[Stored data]
==========

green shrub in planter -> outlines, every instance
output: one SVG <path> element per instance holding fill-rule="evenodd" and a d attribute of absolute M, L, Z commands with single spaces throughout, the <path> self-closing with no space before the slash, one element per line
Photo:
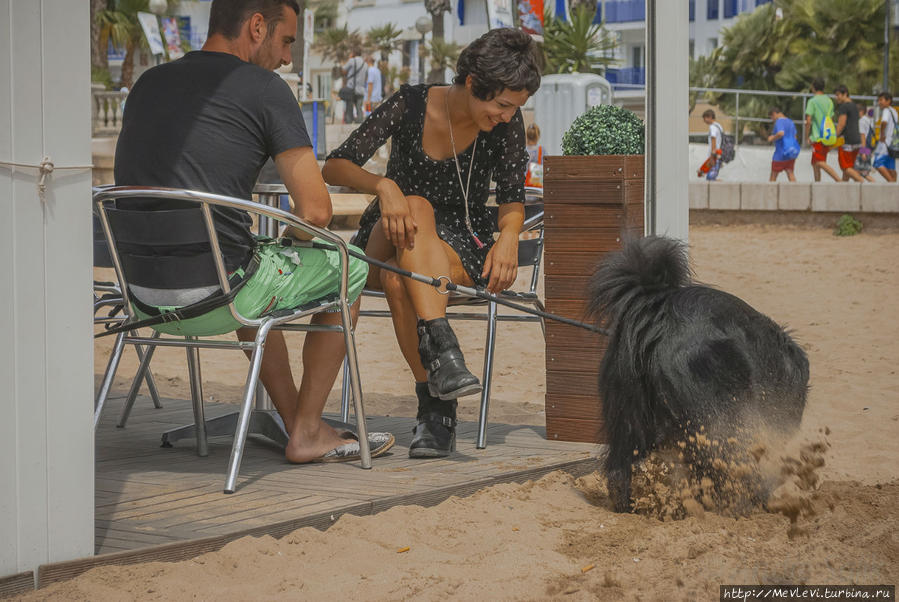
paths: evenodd
<path fill-rule="evenodd" d="M 642 155 L 645 126 L 633 111 L 596 105 L 562 136 L 563 155 Z"/>

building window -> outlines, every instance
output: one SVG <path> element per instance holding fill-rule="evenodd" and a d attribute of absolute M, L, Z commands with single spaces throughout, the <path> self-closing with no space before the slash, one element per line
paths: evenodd
<path fill-rule="evenodd" d="M 716 20 L 718 19 L 718 0 L 706 0 L 708 4 L 706 4 L 705 17 L 708 20 Z"/>
<path fill-rule="evenodd" d="M 718 38 L 709 38 L 709 53 L 711 53 L 715 48 L 718 48 Z"/>
<path fill-rule="evenodd" d="M 739 12 L 737 7 L 737 0 L 724 0 L 724 18 L 732 19 L 737 16 Z"/>
<path fill-rule="evenodd" d="M 639 69 L 643 66 L 643 46 L 634 46 L 631 48 L 631 67 Z"/>
<path fill-rule="evenodd" d="M 696 20 L 696 0 L 690 0 L 690 23 Z"/>
<path fill-rule="evenodd" d="M 690 40 L 690 58 L 696 58 L 696 40 Z"/>

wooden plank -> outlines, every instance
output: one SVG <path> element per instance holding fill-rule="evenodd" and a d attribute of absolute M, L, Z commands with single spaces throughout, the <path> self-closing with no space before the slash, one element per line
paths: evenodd
<path fill-rule="evenodd" d="M 547 395 L 583 395 L 597 392 L 597 375 L 593 372 L 553 370 L 546 373 Z M 548 429 L 549 427 L 547 427 Z"/>
<path fill-rule="evenodd" d="M 546 348 L 546 371 L 572 371 L 599 374 L 599 363 L 606 350 L 606 340 L 600 340 L 600 351 L 587 351 L 571 346 Z"/>
<path fill-rule="evenodd" d="M 546 346 L 548 349 L 579 349 L 584 353 L 598 355 L 605 345 L 605 338 L 595 332 L 568 326 L 567 324 L 546 323 Z"/>
<path fill-rule="evenodd" d="M 547 255 L 573 251 L 575 253 L 607 253 L 621 246 L 621 237 L 627 229 L 615 228 L 546 228 L 545 249 Z M 549 274 L 551 272 L 547 272 Z"/>
<path fill-rule="evenodd" d="M 627 202 L 624 180 L 566 179 L 544 188 L 543 201 L 547 211 L 564 203 L 585 204 L 591 207 L 621 207 Z"/>
<path fill-rule="evenodd" d="M 546 416 L 548 436 L 560 441 L 581 441 L 584 443 L 605 443 L 602 422 L 572 418 Z"/>
<path fill-rule="evenodd" d="M 0 598 L 12 598 L 34 590 L 34 571 L 0 578 Z"/>
<path fill-rule="evenodd" d="M 644 176 L 643 155 L 560 156 L 544 158 L 543 185 L 567 179 L 613 179 Z"/>
<path fill-rule="evenodd" d="M 586 392 L 585 392 L 586 393 Z M 602 403 L 596 395 L 546 395 L 548 416 L 578 420 L 602 420 Z"/>
<path fill-rule="evenodd" d="M 546 207 L 544 223 L 551 228 L 621 228 L 628 207 L 594 205 L 553 205 Z"/>
<path fill-rule="evenodd" d="M 373 194 L 332 193 L 331 207 L 336 216 L 361 216 L 374 198 Z"/>

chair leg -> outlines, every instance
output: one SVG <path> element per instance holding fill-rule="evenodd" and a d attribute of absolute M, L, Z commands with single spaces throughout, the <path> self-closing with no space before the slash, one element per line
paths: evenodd
<path fill-rule="evenodd" d="M 195 339 L 196 337 L 187 337 Z M 187 371 L 190 375 L 190 399 L 194 407 L 194 425 L 197 429 L 197 455 L 209 455 L 209 441 L 206 437 L 206 416 L 203 411 L 203 377 L 200 374 L 200 350 L 186 347 Z"/>
<path fill-rule="evenodd" d="M 132 331 L 132 335 L 135 333 Z M 153 338 L 159 338 L 159 333 L 154 332 Z M 137 393 L 140 391 L 141 382 L 145 379 L 145 377 L 150 373 L 150 360 L 153 359 L 153 352 L 156 351 L 155 346 L 148 346 L 146 352 L 144 352 L 140 346 L 135 345 L 135 350 L 137 350 L 137 356 L 140 358 L 140 364 L 137 368 L 137 373 L 134 375 L 134 380 L 131 381 L 131 389 L 128 390 L 128 396 L 125 398 L 125 405 L 122 406 L 122 413 L 119 415 L 119 423 L 116 425 L 118 428 L 125 428 L 125 424 L 128 422 L 128 417 L 131 415 L 131 409 L 134 407 L 134 400 L 137 399 Z M 149 384 L 151 381 L 147 380 Z M 150 393 L 155 391 L 155 384 L 153 389 L 150 390 Z M 158 403 L 158 399 L 156 400 Z M 157 408 L 162 407 L 162 405 L 157 405 Z"/>
<path fill-rule="evenodd" d="M 156 336 L 159 336 L 156 333 Z M 155 337 L 154 337 L 155 338 Z M 137 357 L 140 358 L 141 361 L 144 360 L 144 353 L 149 353 L 152 347 L 147 348 L 147 351 L 144 351 L 143 345 L 135 345 L 134 350 L 137 352 Z M 144 381 L 147 383 L 147 392 L 150 394 L 150 399 L 153 401 L 153 407 L 157 410 L 162 409 L 162 402 L 159 401 L 159 389 L 156 388 L 156 379 L 153 378 L 153 372 L 147 368 L 147 371 L 144 373 Z"/>
<path fill-rule="evenodd" d="M 484 344 L 484 386 L 481 391 L 481 410 L 478 416 L 477 448 L 487 447 L 487 407 L 490 404 L 490 387 L 493 384 L 493 350 L 496 347 L 496 303 L 487 306 L 487 341 Z"/>
<path fill-rule="evenodd" d="M 543 305 L 543 301 L 540 299 L 534 300 L 534 307 L 542 312 L 546 312 L 546 307 Z M 546 340 L 546 320 L 543 319 L 543 316 L 540 316 L 540 332 L 543 333 L 543 340 Z"/>
<path fill-rule="evenodd" d="M 362 386 L 359 381 L 359 363 L 356 357 L 356 336 L 353 319 L 346 299 L 340 303 L 340 317 L 343 324 L 343 340 L 346 344 L 346 364 L 349 367 L 350 388 L 353 391 L 353 409 L 356 412 L 356 430 L 359 435 L 359 455 L 362 468 L 371 468 L 371 449 L 368 446 L 368 427 L 365 424 L 365 410 L 362 407 Z"/>
<path fill-rule="evenodd" d="M 350 362 L 343 359 L 343 387 L 340 390 L 340 420 L 348 422 L 350 419 Z"/>
<path fill-rule="evenodd" d="M 109 354 L 109 361 L 106 363 L 103 382 L 100 383 L 100 390 L 97 392 L 97 399 L 94 402 L 94 430 L 97 430 L 97 424 L 100 422 L 100 413 L 103 412 L 103 406 L 106 404 L 106 398 L 109 396 L 109 389 L 112 387 L 116 370 L 119 368 L 119 361 L 122 359 L 122 350 L 124 348 L 125 333 L 120 332 L 116 335 L 112 353 Z"/>
<path fill-rule="evenodd" d="M 237 485 L 237 474 L 240 472 L 240 461 L 243 459 L 243 448 L 247 442 L 247 432 L 250 428 L 250 415 L 253 411 L 253 399 L 256 397 L 256 383 L 259 380 L 259 370 L 262 367 L 262 354 L 265 352 L 265 339 L 274 324 L 265 322 L 256 331 L 256 341 L 253 347 L 253 355 L 250 358 L 250 370 L 247 372 L 247 382 L 244 386 L 243 402 L 240 405 L 240 416 L 237 419 L 237 428 L 234 430 L 234 443 L 231 445 L 231 459 L 228 461 L 228 476 L 225 478 L 225 493 L 234 493 Z"/>

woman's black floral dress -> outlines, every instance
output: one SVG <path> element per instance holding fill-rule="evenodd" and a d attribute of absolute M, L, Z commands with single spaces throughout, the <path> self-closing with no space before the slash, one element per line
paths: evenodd
<path fill-rule="evenodd" d="M 402 86 L 328 158 L 347 159 L 361 167 L 392 136 L 386 176 L 396 182 L 407 196 L 418 195 L 430 201 L 434 206 L 438 236 L 458 253 L 471 279 L 477 284 L 486 284 L 481 279 L 481 271 L 487 252 L 493 246 L 493 232 L 496 229 L 496 219 L 485 206 L 491 179 L 496 182 L 498 204 L 524 202 L 528 155 L 521 111 L 516 111 L 509 123 L 500 123 L 490 132 L 478 133 L 468 192 L 468 211 L 471 227 L 484 243 L 484 247 L 479 249 L 465 226 L 464 197 L 455 161 L 452 157 L 435 161 L 422 149 L 421 136 L 429 88 L 426 85 Z M 459 154 L 463 181 L 468 176 L 472 146 Z M 362 214 L 359 232 L 353 243 L 364 249 L 372 228 L 380 218 L 381 209 L 378 199 L 375 199 Z"/>

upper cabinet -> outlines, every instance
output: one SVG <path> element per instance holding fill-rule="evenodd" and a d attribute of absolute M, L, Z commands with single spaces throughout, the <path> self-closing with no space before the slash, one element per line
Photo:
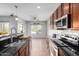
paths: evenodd
<path fill-rule="evenodd" d="M 54 14 L 50 16 L 50 25 L 51 25 L 51 28 L 54 28 Z"/>
<path fill-rule="evenodd" d="M 54 28 L 54 14 L 52 14 L 52 28 Z"/>
<path fill-rule="evenodd" d="M 71 4 L 72 28 L 79 28 L 79 3 Z"/>
<path fill-rule="evenodd" d="M 70 4 L 69 3 L 62 3 L 62 15 L 70 13 Z"/>
<path fill-rule="evenodd" d="M 70 24 L 69 28 L 79 30 L 79 3 L 62 3 L 59 5 L 59 7 L 52 14 L 51 23 L 52 23 L 52 26 L 54 26 L 54 29 L 56 28 L 56 21 L 66 15 L 70 15 L 68 18 L 64 18 L 64 19 L 68 19 L 68 22 Z M 68 22 L 65 22 L 65 23 L 68 23 Z"/>
<path fill-rule="evenodd" d="M 50 28 L 52 28 L 52 16 L 50 16 Z"/>
<path fill-rule="evenodd" d="M 58 7 L 58 18 L 60 18 L 62 16 L 62 6 L 60 5 Z"/>
<path fill-rule="evenodd" d="M 56 20 L 58 18 L 58 9 L 56 9 L 56 11 L 54 12 L 54 20 Z"/>

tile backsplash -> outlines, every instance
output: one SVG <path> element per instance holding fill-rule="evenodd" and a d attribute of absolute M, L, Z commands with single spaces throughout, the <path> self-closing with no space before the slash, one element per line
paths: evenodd
<path fill-rule="evenodd" d="M 72 31 L 70 29 L 68 30 L 49 30 L 48 35 L 53 35 L 53 34 L 58 34 L 58 35 L 69 35 L 69 36 L 79 36 L 79 31 Z"/>

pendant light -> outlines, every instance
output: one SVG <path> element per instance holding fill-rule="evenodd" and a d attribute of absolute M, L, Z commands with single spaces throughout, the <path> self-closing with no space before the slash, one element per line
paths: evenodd
<path fill-rule="evenodd" d="M 17 21 L 17 20 L 19 20 L 19 18 L 18 18 L 18 16 L 17 16 L 17 8 L 18 8 L 18 6 L 15 5 L 14 7 L 15 7 L 15 9 L 16 9 L 16 12 L 15 12 L 15 13 L 16 13 L 16 15 L 15 15 L 15 20 Z"/>

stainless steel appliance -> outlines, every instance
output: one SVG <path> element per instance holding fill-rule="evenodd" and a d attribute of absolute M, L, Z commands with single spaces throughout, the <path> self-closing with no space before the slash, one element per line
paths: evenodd
<path fill-rule="evenodd" d="M 79 37 L 78 36 L 72 36 L 72 35 L 65 35 L 61 36 L 63 41 L 69 42 L 71 44 L 74 44 L 76 46 L 79 46 Z"/>
<path fill-rule="evenodd" d="M 55 22 L 56 22 L 57 29 L 58 28 L 70 28 L 71 27 L 70 14 L 66 14 L 62 16 L 61 18 L 57 19 Z"/>
<path fill-rule="evenodd" d="M 53 40 L 58 48 L 58 56 L 77 56 L 79 55 L 78 46 L 71 45 L 61 39 Z"/>

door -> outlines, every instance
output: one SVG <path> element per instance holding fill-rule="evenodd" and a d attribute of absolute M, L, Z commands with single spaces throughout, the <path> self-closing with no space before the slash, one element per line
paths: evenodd
<path fill-rule="evenodd" d="M 43 34 L 41 24 L 32 24 L 31 25 L 31 36 L 32 38 L 40 38 Z"/>

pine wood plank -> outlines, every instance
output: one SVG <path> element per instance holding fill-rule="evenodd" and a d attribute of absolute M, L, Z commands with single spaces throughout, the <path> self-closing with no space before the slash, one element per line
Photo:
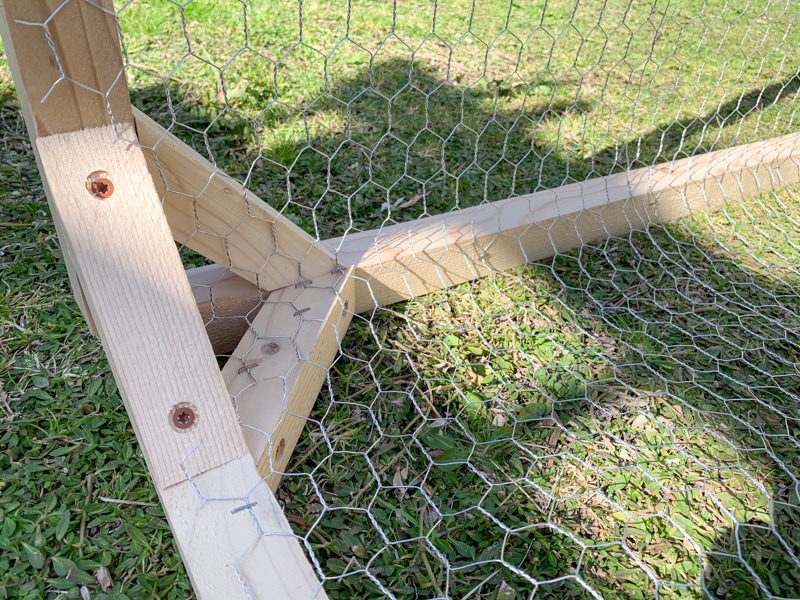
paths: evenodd
<path fill-rule="evenodd" d="M 259 477 L 144 156 L 135 144 L 118 141 L 110 126 L 42 137 L 36 143 L 52 209 L 63 224 L 61 237 L 73 250 L 195 591 L 201 598 L 244 597 L 239 577 L 225 565 L 236 563 L 257 529 L 252 523 L 241 525 L 241 515 L 232 515 L 229 504 L 201 503 L 196 492 L 204 483 L 205 497 L 242 497 L 242 486 L 255 485 Z M 99 200 L 86 190 L 86 173 L 95 170 L 113 177 L 111 198 Z M 194 411 L 192 427 L 173 425 L 176 405 Z M 315 574 L 271 493 L 259 494 L 252 515 L 263 531 L 276 534 L 254 555 L 275 556 L 269 566 L 250 558 L 240 565 L 248 587 L 262 590 L 265 598 L 318 593 Z M 246 531 L 249 537 L 242 540 Z"/>
<path fill-rule="evenodd" d="M 218 265 L 192 269 L 192 293 L 215 354 L 229 354 L 269 293 Z"/>
<path fill-rule="evenodd" d="M 330 271 L 310 235 L 134 109 L 139 141 L 175 240 L 264 290 Z"/>
<path fill-rule="evenodd" d="M 99 110 L 79 85 L 100 89 L 119 65 L 110 8 L 108 1 L 0 2 L 0 31 L 76 292 L 94 319 L 198 597 L 324 598 L 247 450 L 136 142 L 127 91 L 99 95 Z M 48 20 L 50 9 L 56 16 Z M 46 20 L 54 50 L 42 43 L 41 26 L 19 19 Z M 54 55 L 78 84 L 64 79 L 45 102 L 31 103 L 56 81 L 48 70 Z M 96 171 L 113 181 L 106 199 L 87 189 Z M 188 429 L 175 427 L 176 406 L 194 411 Z M 236 511 L 215 498 L 250 506 Z"/>
<path fill-rule="evenodd" d="M 327 598 L 249 454 L 166 488 L 161 498 L 184 560 L 184 546 L 192 550 L 187 566 L 200 598 Z"/>
<path fill-rule="evenodd" d="M 218 368 L 141 151 L 110 126 L 39 137 L 36 145 L 59 237 L 70 246 L 156 485 L 183 481 L 180 459 L 203 440 L 198 473 L 238 458 L 236 420 L 220 400 Z M 93 171 L 111 174 L 111 198 L 87 191 Z M 186 433 L 165 435 L 180 402 L 202 407 L 201 418 Z"/>
<path fill-rule="evenodd" d="M 292 456 L 353 313 L 334 272 L 272 292 L 222 369 L 259 473 L 273 490 Z"/>
<path fill-rule="evenodd" d="M 800 181 L 800 134 L 328 240 L 372 310 Z"/>
<path fill-rule="evenodd" d="M 107 12 L 80 2 L 63 7 L 61 4 L 59 0 L 0 0 L 0 36 L 6 40 L 4 50 L 32 140 L 40 135 L 109 124 L 109 106 L 118 107 L 116 122 L 133 121 L 127 102 L 128 86 L 119 76 L 122 58 L 116 42 L 113 3 L 97 2 Z M 69 35 L 62 35 L 62 22 L 70 25 Z M 48 35 L 57 49 L 55 54 Z M 109 39 L 114 43 L 110 45 Z M 92 60 L 77 58 L 85 54 Z M 98 57 L 103 60 L 94 60 Z M 33 151 L 38 152 L 36 144 Z M 97 335 L 69 248 L 63 247 L 63 256 L 75 301 L 89 330 Z"/>
<path fill-rule="evenodd" d="M 355 267 L 360 313 L 797 183 L 798 164 L 788 134 L 322 243 Z"/>
<path fill-rule="evenodd" d="M 93 4 L 0 3 L 3 37 L 12 41 L 5 44 L 6 52 L 14 53 L 9 62 L 15 80 L 22 82 L 17 93 L 30 116 L 28 130 L 36 135 L 133 122 L 113 1 Z"/>

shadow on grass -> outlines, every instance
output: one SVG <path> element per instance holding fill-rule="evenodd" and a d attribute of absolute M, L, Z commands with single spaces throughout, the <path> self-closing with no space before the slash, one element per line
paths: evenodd
<path fill-rule="evenodd" d="M 797 596 L 797 269 L 746 268 L 758 267 L 748 253 L 760 234 L 755 248 L 734 239 L 732 254 L 691 223 L 696 235 L 669 225 L 559 256 L 551 273 L 583 327 L 621 342 L 617 379 L 668 407 L 647 422 L 634 408 L 629 424 L 672 445 L 644 472 L 672 496 L 674 524 L 697 536 L 712 597 Z"/>
<path fill-rule="evenodd" d="M 642 137 L 596 152 L 593 160 L 597 171 L 609 174 L 724 148 L 726 146 L 721 143 L 721 134 L 725 128 L 735 128 L 746 117 L 776 106 L 781 101 L 796 100 L 799 91 L 800 72 L 797 72 L 786 81 L 776 81 L 763 88 L 742 92 L 706 114 L 690 115 L 665 123 Z M 771 135 L 780 133 L 772 132 Z M 743 135 L 737 143 L 757 142 L 763 138 L 763 135 L 756 138 Z"/>
<path fill-rule="evenodd" d="M 280 492 L 329 595 L 796 597 L 796 288 L 670 225 L 357 320 Z"/>
<path fill-rule="evenodd" d="M 402 60 L 302 111 L 133 98 L 327 238 L 711 150 L 798 89 L 583 157 L 537 132 L 590 100 Z M 330 597 L 800 594 L 796 291 L 676 225 L 357 318 L 280 492 Z"/>
<path fill-rule="evenodd" d="M 379 67 L 376 89 L 364 75 L 332 91 L 349 103 L 282 113 L 330 117 L 325 136 L 256 143 L 266 126 L 180 100 L 175 130 L 323 238 L 625 168 L 616 149 L 570 162 L 537 141 L 587 105 L 500 111 L 491 89 Z M 687 135 L 797 89 L 773 84 L 628 147 L 641 164 L 680 156 Z M 169 126 L 164 93 L 133 92 Z M 25 183 L 17 163 L 4 172 Z M 798 595 L 799 312 L 796 286 L 670 226 L 356 319 L 314 415 L 325 432 L 309 426 L 280 495 L 332 598 L 495 598 L 533 579 L 537 597 L 588 597 L 579 578 L 607 598 L 653 597 L 654 581 L 678 584 L 662 596 L 686 581 L 712 597 Z"/>
<path fill-rule="evenodd" d="M 252 94 L 261 104 L 247 111 L 219 98 L 204 106 L 176 84 L 134 90 L 132 98 L 325 239 L 710 151 L 730 143 L 723 133 L 734 143 L 754 141 L 737 129 L 740 121 L 796 96 L 800 76 L 581 152 L 562 125 L 577 115 L 591 120 L 602 99 L 570 85 L 557 94 L 537 93 L 541 86 L 533 83 L 496 87 L 481 80 L 464 88 L 395 58 L 316 90 L 302 108 L 264 104 L 258 90 Z M 583 127 L 578 137 L 598 135 Z M 554 143 L 554 135 L 566 141 Z"/>
<path fill-rule="evenodd" d="M 499 110 L 494 91 L 400 59 L 319 93 L 303 110 L 276 103 L 249 118 L 184 106 L 175 86 L 133 101 L 169 127 L 169 97 L 177 135 L 206 155 L 211 140 L 222 169 L 323 239 L 559 185 L 569 169 L 533 133 L 587 109 L 531 97 Z"/>

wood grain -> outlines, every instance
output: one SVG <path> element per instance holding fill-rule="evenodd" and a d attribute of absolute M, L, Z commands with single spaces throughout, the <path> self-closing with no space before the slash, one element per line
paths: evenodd
<path fill-rule="evenodd" d="M 114 79 L 122 71 L 111 9 L 107 1 L 0 3 L 0 33 L 73 288 L 100 335 L 197 596 L 324 598 L 225 389 L 136 142 L 124 78 Z M 114 184 L 106 199 L 87 188 L 98 171 Z M 176 407 L 193 410 L 191 427 L 175 427 Z M 244 501 L 250 507 L 235 511 Z"/>
<path fill-rule="evenodd" d="M 270 291 L 330 272 L 333 254 L 208 160 L 134 110 L 172 235 Z"/>
<path fill-rule="evenodd" d="M 40 135 L 109 125 L 112 114 L 121 125 L 133 122 L 127 83 L 120 77 L 113 2 L 99 0 L 102 8 L 81 2 L 61 5 L 58 0 L 0 0 L 0 36 L 32 141 Z M 35 143 L 33 151 L 38 152 Z M 63 250 L 75 301 L 96 335 L 75 261 L 69 248 Z"/>
<path fill-rule="evenodd" d="M 29 130 L 46 136 L 133 122 L 112 0 L 3 0 L 0 6 Z"/>
<path fill-rule="evenodd" d="M 354 311 L 367 312 L 797 183 L 798 165 L 789 134 L 321 243 L 355 267 Z"/>
<path fill-rule="evenodd" d="M 796 183 L 799 163 L 790 134 L 325 244 L 356 267 L 364 312 Z"/>
<path fill-rule="evenodd" d="M 262 598 L 309 598 L 319 584 L 266 486 L 261 528 L 273 535 L 238 564 L 258 529 L 204 496 L 244 496 L 259 481 L 217 367 L 141 149 L 110 127 L 40 137 L 42 173 L 63 225 L 106 356 L 131 417 L 195 591 L 201 598 L 244 597 L 240 577 Z M 114 183 L 105 200 L 86 189 L 102 170 Z M 189 407 L 188 429 L 172 420 Z M 191 481 L 190 481 L 191 480 Z M 255 516 L 253 516 L 255 518 Z M 249 532 L 249 535 L 246 535 Z M 242 536 L 245 536 L 244 538 Z M 232 554 L 231 554 L 232 552 Z M 226 554 L 227 553 L 227 554 Z M 273 556 L 274 553 L 274 556 Z M 250 552 L 247 552 L 250 555 Z M 318 597 L 324 597 L 322 594 Z"/>
<path fill-rule="evenodd" d="M 201 442 L 196 474 L 239 458 L 236 418 L 141 151 L 110 126 L 40 137 L 37 146 L 61 238 L 156 485 L 185 480 L 180 462 Z M 110 174 L 111 198 L 88 192 L 93 171 Z M 185 433 L 170 425 L 178 403 L 199 417 Z"/>
<path fill-rule="evenodd" d="M 327 598 L 249 455 L 163 490 L 161 501 L 201 598 Z"/>
<path fill-rule="evenodd" d="M 273 490 L 353 313 L 349 273 L 272 292 L 222 369 L 259 473 Z"/>
<path fill-rule="evenodd" d="M 247 332 L 249 319 L 269 297 L 246 279 L 217 265 L 192 269 L 192 293 L 215 354 L 229 354 Z"/>

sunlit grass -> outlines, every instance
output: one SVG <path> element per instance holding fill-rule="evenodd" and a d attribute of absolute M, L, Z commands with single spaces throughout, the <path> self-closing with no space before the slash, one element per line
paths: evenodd
<path fill-rule="evenodd" d="M 792 5 L 601 4 L 121 19 L 134 103 L 321 238 L 793 128 Z M 0 598 L 187 597 L 12 91 Z M 356 316 L 278 492 L 329 596 L 799 596 L 799 193 Z"/>

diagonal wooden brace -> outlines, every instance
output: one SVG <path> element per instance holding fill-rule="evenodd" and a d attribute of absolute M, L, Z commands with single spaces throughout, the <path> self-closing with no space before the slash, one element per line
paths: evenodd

==========

▶ **Work required**: How many lines in the entries above include the string "wooden"? Please answer with that number and nothing more.

▶ **Task answer**: 2